Задание:
Пожалуйста, допишите следующую часть текста о миокардите. Начните сразу после его последнего предложения.

У 2 пациенток морфологический диагноз был сформулирован как люпус-миокардит (по аналогии с аутоиммунным люпус-гепатитом): его отличали признаки иммунного цитолиза (периполезис и эмпериполезис; рис. 1 б, см. цветную вклейку), васкулит с развитием периваскулярного луковичного склероза (рис. 2 г, см. цветную вклейку); выявлен также митоз КМЦ (рис. 1 в, см. цветную вклейку), который свидетельствует о высокой напряженности регенеративных процессов. Иммунный цитолиз (с обнажением ядерных антигенов, с которыми могут вступать во взаимодействие внутриклеточные лимфоциты) служит морфологической иллюстрацией к процессу выработки антиядерных АТ: уровень специфического АНФ (1:320 и 1:160), титр других антикардиальных АТ был у этих больных максимально высоким (1:160—1:320), включая АТ к антигенам КМЦ (1:160). У этих больных имелись тиреоидит и аллергия в анамнезе, повышение титра АТ к ДНК, IgM к кардиолипину.
2. Хронический вирусно-иммунный миокардит (парвовирус В19) миоэндокардит с отчетливым преобладанием инфильтрации в эндокарде, но без эозинофилов и нейтрофилов (что позволяло исключить бактериальный и леффлеровский эндокардит; рис. 1 е, см. цветную вклейку) диагностирован у 1 больной. Необычно низкий титр АТ к антигенам эндотелия (1:40) отражает, вероятно, массивный выход АТ из крови в эндотелий (в том числе в составе иммунных комплексов [15]). Позднее у нее развился вирус-негативный гепатит с умеренно выраженным синдромом цитолиза, не исключалась его аутоиммунная природа. Аритмии отличались большим разнообразием (МА, трепетание предсердий, НЖЭ, ЖЭ, пробежки ЖТ) и резистентностью ко всем ААП. У второго парвовирус-позитивного пациента с миокардитом признаки поражения эндокарда были минимальными, отмечена лишь своеобразная ангиопатия с обтурацией микрососудов нитями фибрина (рис. 2 е, см. цветную вклейку).
Вовлечение интрамиокардиальных сосудов в патологический процесс отмечено у 78,9%: по 7 больных имели признаки продуктивного васкулита (рис. 2 а—в, см. цветную вклейку) и склероз сосудов с сужением просвета (рис. 2 г, д, см. цветную вклейку). Ни в одном из случаев васкулит не носил характер некротизирующего, у 3 больных он оказался ведущим морфологическим проявлением.

Извлеченные данные:
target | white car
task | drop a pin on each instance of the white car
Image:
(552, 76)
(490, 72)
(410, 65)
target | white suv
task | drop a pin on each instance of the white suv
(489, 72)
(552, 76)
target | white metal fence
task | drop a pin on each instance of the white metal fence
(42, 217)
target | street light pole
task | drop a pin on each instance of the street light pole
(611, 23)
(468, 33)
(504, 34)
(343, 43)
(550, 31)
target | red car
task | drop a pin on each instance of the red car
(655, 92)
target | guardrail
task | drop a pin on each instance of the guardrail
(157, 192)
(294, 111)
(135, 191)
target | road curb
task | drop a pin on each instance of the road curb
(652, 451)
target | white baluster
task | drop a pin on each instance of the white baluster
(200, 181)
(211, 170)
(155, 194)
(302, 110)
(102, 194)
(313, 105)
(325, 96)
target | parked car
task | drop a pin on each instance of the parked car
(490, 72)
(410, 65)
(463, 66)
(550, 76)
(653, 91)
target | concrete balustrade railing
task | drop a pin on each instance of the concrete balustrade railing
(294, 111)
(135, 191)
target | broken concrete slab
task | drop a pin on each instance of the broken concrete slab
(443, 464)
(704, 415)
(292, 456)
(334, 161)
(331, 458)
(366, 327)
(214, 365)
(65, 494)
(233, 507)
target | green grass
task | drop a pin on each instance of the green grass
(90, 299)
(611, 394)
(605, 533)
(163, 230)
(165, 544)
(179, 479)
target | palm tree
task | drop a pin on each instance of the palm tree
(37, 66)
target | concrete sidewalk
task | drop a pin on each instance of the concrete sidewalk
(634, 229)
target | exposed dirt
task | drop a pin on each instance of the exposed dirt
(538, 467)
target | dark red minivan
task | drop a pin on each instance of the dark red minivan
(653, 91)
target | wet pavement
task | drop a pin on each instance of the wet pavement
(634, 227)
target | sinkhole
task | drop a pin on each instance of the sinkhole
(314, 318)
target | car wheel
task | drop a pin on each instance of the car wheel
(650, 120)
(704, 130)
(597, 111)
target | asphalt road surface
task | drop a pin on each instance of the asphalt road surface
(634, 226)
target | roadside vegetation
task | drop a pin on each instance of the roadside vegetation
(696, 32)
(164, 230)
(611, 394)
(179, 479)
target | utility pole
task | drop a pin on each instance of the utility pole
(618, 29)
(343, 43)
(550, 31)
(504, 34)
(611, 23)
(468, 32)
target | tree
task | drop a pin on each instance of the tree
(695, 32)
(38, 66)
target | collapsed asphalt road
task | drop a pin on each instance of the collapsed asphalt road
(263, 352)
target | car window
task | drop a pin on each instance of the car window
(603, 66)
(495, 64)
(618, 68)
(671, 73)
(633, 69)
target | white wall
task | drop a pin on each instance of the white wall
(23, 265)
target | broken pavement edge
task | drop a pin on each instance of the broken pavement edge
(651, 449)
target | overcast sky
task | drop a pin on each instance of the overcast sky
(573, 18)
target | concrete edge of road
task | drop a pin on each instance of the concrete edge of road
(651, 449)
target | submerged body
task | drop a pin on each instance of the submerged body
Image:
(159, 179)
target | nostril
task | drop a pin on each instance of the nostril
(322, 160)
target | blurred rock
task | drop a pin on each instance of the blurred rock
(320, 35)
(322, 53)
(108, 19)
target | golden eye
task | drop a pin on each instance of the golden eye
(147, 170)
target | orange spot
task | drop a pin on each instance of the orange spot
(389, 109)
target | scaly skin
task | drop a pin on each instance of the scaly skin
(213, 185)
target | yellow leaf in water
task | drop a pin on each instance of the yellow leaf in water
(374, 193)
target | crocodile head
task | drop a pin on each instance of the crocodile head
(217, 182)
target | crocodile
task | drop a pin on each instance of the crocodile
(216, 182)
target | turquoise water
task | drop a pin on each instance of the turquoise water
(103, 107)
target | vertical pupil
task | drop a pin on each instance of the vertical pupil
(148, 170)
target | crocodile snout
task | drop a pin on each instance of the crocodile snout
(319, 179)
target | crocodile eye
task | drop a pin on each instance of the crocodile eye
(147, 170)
==
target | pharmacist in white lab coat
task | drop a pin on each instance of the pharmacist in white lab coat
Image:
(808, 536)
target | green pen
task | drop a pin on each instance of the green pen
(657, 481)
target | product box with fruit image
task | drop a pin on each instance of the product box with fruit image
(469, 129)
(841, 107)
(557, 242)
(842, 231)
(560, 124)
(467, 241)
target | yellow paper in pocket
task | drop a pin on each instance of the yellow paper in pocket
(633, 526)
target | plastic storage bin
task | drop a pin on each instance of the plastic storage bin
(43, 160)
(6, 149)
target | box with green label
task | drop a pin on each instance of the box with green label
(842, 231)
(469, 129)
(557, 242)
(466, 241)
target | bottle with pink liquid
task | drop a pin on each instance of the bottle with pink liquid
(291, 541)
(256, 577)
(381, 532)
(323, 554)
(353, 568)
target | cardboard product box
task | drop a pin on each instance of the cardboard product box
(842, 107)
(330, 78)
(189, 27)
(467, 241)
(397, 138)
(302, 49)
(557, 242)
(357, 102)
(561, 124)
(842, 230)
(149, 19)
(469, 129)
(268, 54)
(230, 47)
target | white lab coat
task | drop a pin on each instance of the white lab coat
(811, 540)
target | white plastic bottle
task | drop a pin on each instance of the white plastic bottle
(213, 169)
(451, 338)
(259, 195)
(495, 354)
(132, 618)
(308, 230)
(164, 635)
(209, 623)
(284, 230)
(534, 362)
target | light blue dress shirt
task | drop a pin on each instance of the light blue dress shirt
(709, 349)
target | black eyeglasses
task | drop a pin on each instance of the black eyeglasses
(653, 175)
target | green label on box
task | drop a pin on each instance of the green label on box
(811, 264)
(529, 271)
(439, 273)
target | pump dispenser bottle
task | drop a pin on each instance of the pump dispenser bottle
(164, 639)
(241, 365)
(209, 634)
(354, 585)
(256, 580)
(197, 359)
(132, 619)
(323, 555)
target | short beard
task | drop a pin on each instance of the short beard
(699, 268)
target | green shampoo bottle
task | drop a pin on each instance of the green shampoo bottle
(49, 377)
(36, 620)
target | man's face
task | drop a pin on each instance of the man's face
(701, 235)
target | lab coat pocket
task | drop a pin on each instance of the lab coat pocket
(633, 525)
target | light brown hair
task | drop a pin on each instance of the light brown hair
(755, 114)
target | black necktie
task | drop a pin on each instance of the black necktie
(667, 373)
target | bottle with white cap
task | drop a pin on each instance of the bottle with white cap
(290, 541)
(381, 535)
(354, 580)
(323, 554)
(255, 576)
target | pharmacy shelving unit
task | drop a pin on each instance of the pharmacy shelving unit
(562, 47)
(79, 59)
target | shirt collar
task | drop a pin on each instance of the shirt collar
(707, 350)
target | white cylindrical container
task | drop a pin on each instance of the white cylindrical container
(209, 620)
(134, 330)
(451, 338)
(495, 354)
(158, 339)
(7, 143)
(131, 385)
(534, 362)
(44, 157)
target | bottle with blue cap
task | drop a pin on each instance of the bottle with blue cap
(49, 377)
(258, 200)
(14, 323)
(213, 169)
--
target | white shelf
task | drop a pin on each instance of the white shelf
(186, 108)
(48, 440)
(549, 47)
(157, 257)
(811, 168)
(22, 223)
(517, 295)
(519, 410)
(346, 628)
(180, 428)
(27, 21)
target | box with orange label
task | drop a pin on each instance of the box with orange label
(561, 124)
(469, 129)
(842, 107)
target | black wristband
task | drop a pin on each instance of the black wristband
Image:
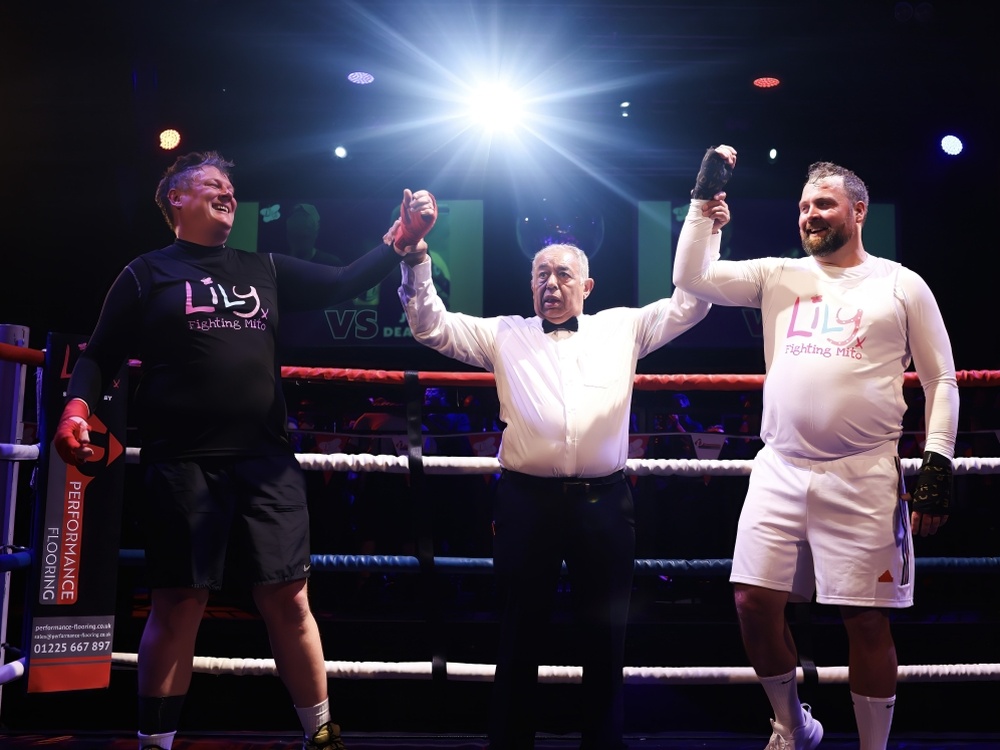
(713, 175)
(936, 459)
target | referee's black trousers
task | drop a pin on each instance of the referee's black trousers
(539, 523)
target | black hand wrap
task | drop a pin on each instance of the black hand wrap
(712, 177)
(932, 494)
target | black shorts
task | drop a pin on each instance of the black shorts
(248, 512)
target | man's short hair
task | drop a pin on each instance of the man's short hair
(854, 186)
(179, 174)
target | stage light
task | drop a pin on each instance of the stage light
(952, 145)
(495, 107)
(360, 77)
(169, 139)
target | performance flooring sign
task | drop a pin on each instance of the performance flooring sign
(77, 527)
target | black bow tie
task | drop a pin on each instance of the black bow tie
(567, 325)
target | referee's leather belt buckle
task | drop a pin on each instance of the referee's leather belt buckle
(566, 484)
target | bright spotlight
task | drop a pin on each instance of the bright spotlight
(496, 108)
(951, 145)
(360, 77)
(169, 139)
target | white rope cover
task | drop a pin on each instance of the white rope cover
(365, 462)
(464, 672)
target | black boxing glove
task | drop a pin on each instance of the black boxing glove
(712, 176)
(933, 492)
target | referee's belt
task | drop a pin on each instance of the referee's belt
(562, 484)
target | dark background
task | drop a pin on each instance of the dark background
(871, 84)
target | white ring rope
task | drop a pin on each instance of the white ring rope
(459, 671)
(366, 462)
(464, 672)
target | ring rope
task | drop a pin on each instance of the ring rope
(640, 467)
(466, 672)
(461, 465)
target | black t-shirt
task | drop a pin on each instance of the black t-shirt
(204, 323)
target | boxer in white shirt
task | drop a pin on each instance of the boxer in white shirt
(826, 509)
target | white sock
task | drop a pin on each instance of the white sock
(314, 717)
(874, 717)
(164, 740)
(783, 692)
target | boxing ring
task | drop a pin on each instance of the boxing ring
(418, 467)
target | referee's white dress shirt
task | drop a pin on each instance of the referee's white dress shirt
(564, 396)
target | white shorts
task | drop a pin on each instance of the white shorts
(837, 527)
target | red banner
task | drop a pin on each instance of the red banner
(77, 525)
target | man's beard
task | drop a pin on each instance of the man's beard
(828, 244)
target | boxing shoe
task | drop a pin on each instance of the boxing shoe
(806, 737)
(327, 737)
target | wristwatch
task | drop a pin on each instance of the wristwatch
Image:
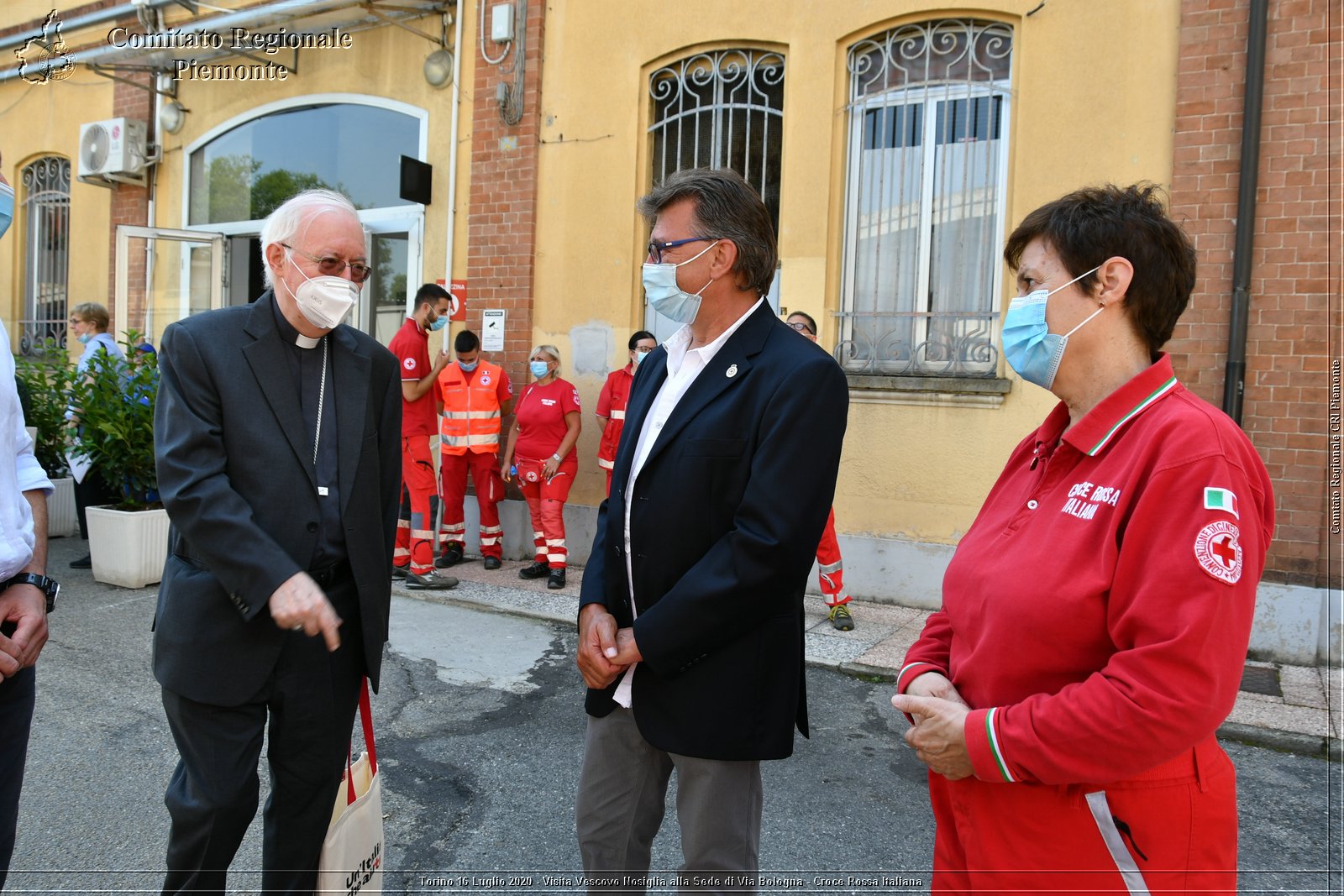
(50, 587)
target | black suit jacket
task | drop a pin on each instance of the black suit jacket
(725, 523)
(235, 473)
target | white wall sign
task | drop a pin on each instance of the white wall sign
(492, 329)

Ответ:
3. Системный васкулит с поражением сердца у 2 пациентов: отмечены миокардит без некроза с преобладанием продуктивного васкулита, ишемической дистрофией КМЦ с очагами миолиза в одном случае (рис. 2 з, см. цветную вклейку). У пациента с более активным процессом системный характер васкулита подтвержден при биопсии неизмененного участка кожи (выявлен лейкокластический васкулит, рис. 2 к, см. цветную вклейку) в отсутствие клинических признаков системности, ANCA (антител к цитоплазме нейтрофилов). Небольшая транзиторная эозинофилия (6%), примесь эозинофилов в инфильтратах (рис. 2 и, см. цветную вклейку), признаки эндокардита (рис. 2 ж, см. цветную вклейку) и единичные тромбы в микрососудах позволили расценить васкулит как гиперсенситивный, а миоэндокардит как леффлероподобный. Ежедневные пароксизмы МА отличались резистентностью ко всем ААП и сочетались с политопной экстрасистолией.
У пациентки с картиной менее активного васкулита и миокардита в анамнезе имелись атопическая бронхиальная астма, эпизод геморрагической сыпи, поллиноз, эпизод эозинофилии до 20%, а также типичные приступы стенокардии при неизмененных коронарных артериях и пароксизмальная МА. Периоды обострений сменялись длительной и нередко спонтанной ремиссией, на момент проведения биопсии уровень эозинофилов, ANCA был нормальным, что не позволило ставить диагноз «большого» васкулита (в частности, синдрома Черджа—Строс).
4. Миокардиальный васкулит (с минимальными признаками миокардита) у одного пациента носил изолированный характер (рис. 2 б, см. цветную вклейку). Выявлены также утолщение и склероз эндокарда (возможно, следствие эндокардита). Единственным проявлением болезни была преходящая блокада ЛНПГ, которая ставила под вопрос профессиональное будущее пациента (космонавт-испытатель). На возможность васкулита указывали признаки стресс-индуцированной ишемии при сцинтиграфии в отсутствие коронарного атеросклероза. Невысокий титр АТ к эндотелию (1:80; фиксация АТ в эндотелии сосудов и эндокарда) сочетался со специфическим АНФ (1:80).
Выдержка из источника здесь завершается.